* _REQUIRED WORK_: Every line with "riverbank" in it must be copied from the data.
Start of RECORDS
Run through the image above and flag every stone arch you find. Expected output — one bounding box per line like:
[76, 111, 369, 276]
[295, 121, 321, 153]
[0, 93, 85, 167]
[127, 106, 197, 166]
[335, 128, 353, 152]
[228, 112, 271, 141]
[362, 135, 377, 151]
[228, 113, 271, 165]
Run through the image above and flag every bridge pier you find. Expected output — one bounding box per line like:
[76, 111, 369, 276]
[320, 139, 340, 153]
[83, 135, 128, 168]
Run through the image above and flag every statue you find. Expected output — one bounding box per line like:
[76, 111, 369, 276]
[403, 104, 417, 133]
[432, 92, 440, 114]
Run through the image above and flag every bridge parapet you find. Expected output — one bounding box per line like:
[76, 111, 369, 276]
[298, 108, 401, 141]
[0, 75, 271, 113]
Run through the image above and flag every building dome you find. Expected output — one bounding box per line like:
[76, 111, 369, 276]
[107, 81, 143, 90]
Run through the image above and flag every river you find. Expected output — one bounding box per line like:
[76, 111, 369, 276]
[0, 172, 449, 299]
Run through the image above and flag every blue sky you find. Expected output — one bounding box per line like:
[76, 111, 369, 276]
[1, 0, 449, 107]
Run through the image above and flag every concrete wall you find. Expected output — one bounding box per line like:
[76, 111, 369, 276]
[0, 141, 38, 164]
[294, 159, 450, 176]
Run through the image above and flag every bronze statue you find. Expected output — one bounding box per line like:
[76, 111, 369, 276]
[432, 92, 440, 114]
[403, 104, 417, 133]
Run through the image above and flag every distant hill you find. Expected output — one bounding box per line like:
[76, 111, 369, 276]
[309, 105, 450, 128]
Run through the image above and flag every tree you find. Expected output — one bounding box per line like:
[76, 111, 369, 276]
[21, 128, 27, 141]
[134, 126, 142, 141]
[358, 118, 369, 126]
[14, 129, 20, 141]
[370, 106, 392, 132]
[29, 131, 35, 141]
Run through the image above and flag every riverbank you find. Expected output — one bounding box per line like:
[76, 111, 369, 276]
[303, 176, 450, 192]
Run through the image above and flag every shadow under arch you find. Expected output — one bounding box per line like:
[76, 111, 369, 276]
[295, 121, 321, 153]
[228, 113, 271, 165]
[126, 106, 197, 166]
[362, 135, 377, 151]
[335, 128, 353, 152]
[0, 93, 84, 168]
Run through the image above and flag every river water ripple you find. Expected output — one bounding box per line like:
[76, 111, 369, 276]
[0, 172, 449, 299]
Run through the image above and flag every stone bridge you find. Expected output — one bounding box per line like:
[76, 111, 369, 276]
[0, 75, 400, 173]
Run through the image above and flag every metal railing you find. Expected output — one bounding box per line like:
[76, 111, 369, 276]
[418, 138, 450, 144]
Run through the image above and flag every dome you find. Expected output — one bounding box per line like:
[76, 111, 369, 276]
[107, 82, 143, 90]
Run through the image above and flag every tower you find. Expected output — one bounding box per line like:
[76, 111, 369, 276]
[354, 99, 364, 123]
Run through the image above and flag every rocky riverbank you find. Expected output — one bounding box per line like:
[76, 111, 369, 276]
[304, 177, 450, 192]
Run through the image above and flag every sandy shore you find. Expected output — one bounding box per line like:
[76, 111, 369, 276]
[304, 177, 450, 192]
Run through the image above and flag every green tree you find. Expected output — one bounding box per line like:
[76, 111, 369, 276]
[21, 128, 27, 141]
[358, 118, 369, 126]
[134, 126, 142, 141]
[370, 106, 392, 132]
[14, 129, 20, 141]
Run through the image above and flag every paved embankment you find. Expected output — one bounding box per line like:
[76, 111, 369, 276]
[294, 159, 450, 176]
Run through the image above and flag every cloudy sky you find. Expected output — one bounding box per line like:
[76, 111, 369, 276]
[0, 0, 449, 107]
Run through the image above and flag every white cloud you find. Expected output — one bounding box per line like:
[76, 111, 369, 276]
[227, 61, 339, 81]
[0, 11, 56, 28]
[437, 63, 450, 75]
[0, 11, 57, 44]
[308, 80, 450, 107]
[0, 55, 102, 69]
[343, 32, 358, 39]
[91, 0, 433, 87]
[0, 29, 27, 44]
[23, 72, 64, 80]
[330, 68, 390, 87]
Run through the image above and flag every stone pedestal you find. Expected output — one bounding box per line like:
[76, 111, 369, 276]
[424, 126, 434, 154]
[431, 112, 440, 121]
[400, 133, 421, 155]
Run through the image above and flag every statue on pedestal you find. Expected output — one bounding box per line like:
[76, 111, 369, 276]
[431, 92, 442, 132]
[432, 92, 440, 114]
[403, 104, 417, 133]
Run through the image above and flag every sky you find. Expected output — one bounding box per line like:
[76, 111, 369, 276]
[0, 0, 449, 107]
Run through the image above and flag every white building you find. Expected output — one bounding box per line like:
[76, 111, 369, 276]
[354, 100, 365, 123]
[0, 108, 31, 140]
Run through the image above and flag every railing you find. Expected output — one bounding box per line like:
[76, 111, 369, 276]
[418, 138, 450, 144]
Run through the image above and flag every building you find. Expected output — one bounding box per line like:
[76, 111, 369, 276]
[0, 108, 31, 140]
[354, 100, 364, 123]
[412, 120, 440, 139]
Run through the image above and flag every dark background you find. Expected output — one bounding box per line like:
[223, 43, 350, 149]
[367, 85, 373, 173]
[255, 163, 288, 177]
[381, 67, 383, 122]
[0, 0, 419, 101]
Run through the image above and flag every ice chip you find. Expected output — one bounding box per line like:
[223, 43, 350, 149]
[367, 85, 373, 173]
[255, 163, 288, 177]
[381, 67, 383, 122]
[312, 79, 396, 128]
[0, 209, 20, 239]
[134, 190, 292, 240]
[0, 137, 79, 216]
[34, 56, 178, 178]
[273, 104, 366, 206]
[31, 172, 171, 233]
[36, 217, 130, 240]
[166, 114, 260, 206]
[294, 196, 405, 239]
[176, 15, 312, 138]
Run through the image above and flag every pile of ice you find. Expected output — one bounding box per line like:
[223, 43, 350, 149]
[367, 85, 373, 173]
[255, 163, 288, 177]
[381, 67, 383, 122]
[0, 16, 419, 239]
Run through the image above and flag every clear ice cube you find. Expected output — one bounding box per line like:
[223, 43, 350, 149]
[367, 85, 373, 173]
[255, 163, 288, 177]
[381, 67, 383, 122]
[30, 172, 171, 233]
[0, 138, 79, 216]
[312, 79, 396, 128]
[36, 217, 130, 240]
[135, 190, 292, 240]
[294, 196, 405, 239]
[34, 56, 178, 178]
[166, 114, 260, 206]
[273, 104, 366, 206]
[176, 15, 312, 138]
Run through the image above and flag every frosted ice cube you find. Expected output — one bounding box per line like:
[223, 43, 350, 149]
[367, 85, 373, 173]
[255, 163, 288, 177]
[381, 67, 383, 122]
End of RECORDS
* _SOLUTION FOR THIS TASK_:
Run through the image above and flag every riverbank you find. Expected output — one bounding box per line like:
Run through the image above and flag every rocky riverbank you find. Expected output — one bounding box per line like:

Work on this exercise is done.